**Aim of the task**: Print each of the rows below word for word, with every line left unchanged.

+===+

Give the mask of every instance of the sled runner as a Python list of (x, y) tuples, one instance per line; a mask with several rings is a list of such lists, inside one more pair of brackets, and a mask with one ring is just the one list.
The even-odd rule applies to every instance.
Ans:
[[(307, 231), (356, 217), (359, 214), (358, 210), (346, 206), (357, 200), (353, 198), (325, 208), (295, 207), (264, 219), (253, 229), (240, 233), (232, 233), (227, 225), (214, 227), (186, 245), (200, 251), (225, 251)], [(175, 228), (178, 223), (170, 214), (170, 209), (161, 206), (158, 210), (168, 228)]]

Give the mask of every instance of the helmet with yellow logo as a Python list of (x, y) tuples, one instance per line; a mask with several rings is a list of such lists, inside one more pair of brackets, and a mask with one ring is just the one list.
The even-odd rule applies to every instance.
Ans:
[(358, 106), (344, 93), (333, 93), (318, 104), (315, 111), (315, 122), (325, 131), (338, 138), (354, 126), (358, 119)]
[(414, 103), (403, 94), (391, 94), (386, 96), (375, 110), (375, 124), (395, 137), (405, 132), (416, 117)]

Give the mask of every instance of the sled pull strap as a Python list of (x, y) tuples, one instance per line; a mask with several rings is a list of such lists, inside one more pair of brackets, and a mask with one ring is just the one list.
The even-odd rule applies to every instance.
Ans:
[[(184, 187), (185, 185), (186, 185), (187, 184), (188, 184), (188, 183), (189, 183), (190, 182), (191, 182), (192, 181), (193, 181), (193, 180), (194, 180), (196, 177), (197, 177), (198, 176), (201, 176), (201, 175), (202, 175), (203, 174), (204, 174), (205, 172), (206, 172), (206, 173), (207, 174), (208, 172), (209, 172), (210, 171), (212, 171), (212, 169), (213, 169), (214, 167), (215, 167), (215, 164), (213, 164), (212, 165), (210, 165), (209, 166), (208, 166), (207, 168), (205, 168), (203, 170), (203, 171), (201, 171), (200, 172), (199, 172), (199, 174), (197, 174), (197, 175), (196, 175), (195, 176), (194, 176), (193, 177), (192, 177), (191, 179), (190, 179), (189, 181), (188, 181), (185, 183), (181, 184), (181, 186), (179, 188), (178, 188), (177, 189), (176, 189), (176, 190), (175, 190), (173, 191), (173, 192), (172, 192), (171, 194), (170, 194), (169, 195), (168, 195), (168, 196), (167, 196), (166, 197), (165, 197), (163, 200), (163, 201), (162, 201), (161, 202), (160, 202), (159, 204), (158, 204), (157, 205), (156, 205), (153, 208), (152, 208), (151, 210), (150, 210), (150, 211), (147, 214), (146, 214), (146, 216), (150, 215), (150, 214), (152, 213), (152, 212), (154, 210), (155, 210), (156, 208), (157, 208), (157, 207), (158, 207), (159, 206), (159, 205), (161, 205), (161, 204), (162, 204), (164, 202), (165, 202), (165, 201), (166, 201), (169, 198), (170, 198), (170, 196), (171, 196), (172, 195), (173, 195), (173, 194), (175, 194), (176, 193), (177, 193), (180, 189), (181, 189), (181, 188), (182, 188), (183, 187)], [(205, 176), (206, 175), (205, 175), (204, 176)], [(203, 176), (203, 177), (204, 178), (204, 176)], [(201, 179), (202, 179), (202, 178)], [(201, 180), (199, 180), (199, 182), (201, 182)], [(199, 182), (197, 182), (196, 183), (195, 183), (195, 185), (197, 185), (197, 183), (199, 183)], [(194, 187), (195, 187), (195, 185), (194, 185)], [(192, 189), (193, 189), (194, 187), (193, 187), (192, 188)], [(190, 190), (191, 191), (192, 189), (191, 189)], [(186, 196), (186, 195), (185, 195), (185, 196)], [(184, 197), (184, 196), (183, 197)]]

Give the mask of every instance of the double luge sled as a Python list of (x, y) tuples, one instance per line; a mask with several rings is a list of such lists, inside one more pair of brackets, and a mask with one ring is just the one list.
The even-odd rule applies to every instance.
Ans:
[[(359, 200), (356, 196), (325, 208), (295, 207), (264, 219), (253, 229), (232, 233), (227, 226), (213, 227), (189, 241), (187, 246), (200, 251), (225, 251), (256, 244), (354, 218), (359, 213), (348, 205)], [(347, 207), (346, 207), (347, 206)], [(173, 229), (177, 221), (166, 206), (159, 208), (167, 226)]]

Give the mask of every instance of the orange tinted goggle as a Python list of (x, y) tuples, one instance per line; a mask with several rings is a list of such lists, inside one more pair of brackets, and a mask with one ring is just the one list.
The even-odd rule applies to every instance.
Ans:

+===+

**Response to this exercise**:
Give the mask of every instance of the sled runner as a Python list of (x, y) tuples, one instance per line; a mask with several rings is a list of such lists, inside one more pair of brackets, and a mask with one ring is just the one list.
The even-odd rule applies to every instance.
Ans:
[[(307, 231), (356, 217), (359, 214), (358, 210), (346, 206), (357, 200), (353, 198), (325, 208), (295, 207), (264, 219), (253, 229), (240, 233), (232, 233), (227, 225), (214, 227), (186, 245), (200, 251), (225, 251)], [(175, 228), (178, 223), (170, 214), (170, 209), (161, 206), (158, 210), (168, 228)]]

Give the mask of every instance of the helmet with yellow logo as a Python list of (x, y) tuples, one instance per line; a mask with several rings is a list of such lists, inside one more pair of brackets, and a mask with one ring is just the one list.
The even-odd rule applies to every instance.
Ans:
[(358, 106), (344, 93), (333, 93), (318, 104), (315, 111), (315, 122), (325, 131), (338, 138), (354, 126), (358, 119)]
[(414, 103), (403, 94), (391, 94), (386, 96), (375, 110), (375, 124), (395, 137), (405, 132), (416, 117)]

Give the mask of every instance of the sled pull strap as a Python list of (x, y) tuples, one instance per line; a mask with several rings is a list of such lists, inside one more pair of brackets, and a mask with one ring is just the one list.
The even-odd rule applies to every instance.
Ans:
[[(184, 187), (185, 185), (186, 185), (187, 184), (188, 184), (188, 183), (189, 183), (190, 182), (191, 182), (192, 181), (193, 181), (193, 180), (194, 180), (196, 177), (197, 177), (198, 176), (201, 176), (201, 175), (202, 175), (203, 174), (204, 174), (205, 172), (206, 172), (206, 173), (207, 174), (208, 172), (209, 172), (210, 171), (212, 171), (212, 169), (213, 169), (214, 167), (215, 167), (215, 164), (213, 164), (212, 165), (210, 165), (209, 166), (208, 166), (207, 168), (205, 168), (203, 170), (203, 171), (201, 171), (200, 172), (199, 172), (199, 174), (197, 174), (197, 175), (196, 175), (195, 176), (194, 176), (193, 177), (192, 177), (191, 179), (190, 179), (189, 181), (188, 181), (185, 183), (181, 184), (181, 186), (179, 188), (178, 188), (177, 189), (176, 189), (176, 190), (175, 190), (173, 191), (173, 192), (172, 192), (171, 194), (170, 194), (169, 195), (168, 195), (168, 196), (167, 196), (166, 197), (165, 197), (163, 200), (163, 201), (162, 201), (161, 202), (160, 202), (159, 204), (158, 204), (157, 205), (156, 205), (153, 208), (152, 208), (151, 210), (150, 210), (150, 211), (147, 214), (146, 214), (146, 216), (150, 215), (150, 214), (152, 213), (152, 212), (154, 210), (155, 210), (156, 208), (157, 208), (157, 207), (158, 207), (159, 206), (159, 205), (161, 205), (161, 204), (162, 204), (164, 202), (165, 202), (165, 201), (166, 201), (169, 198), (170, 198), (170, 196), (171, 196), (172, 195), (173, 195), (173, 194), (175, 194), (176, 193), (177, 193), (180, 189), (181, 189), (181, 188), (182, 188), (183, 187)], [(205, 176), (206, 175), (205, 175), (204, 176)], [(203, 176), (203, 177), (204, 178), (204, 176)], [(201, 179), (202, 179), (202, 178)], [(201, 180), (199, 180), (199, 182), (201, 182)], [(199, 182), (197, 182), (196, 183), (195, 183), (195, 185), (197, 185), (197, 183), (199, 183)], [(194, 187), (195, 187), (195, 185), (194, 185)], [(192, 189), (193, 189), (194, 187), (193, 187), (192, 188)], [(190, 190), (191, 191), (192, 189), (191, 189)], [(186, 196), (186, 195), (185, 195), (185, 196)], [(184, 197), (184, 196), (183, 197)]]

Give the mask of every instance of the double luge sled as a Python list of (x, y) tuples, one instance per line; a mask with several rings is a list of such lists, inside one more pair of brackets, and a mask with one ring is just the one list.
The even-odd rule applies to every instance.
Ans:
[[(359, 200), (356, 196), (325, 208), (295, 207), (264, 219), (253, 229), (232, 233), (227, 226), (213, 227), (189, 241), (187, 246), (200, 251), (225, 251), (256, 244), (354, 218), (359, 213), (348, 205)], [(347, 207), (346, 207), (347, 206)], [(173, 229), (177, 221), (166, 206), (159, 208), (167, 226)]]

Give the mask of every instance of the orange tinted goggle as a Python list of (x, y) tuples, one instance per line; a mask with several rings is a list of such lists, inside one more pair of brackets, and a mask with one ring is just the one list.
The even-odd rule applies to every instance.
Ans:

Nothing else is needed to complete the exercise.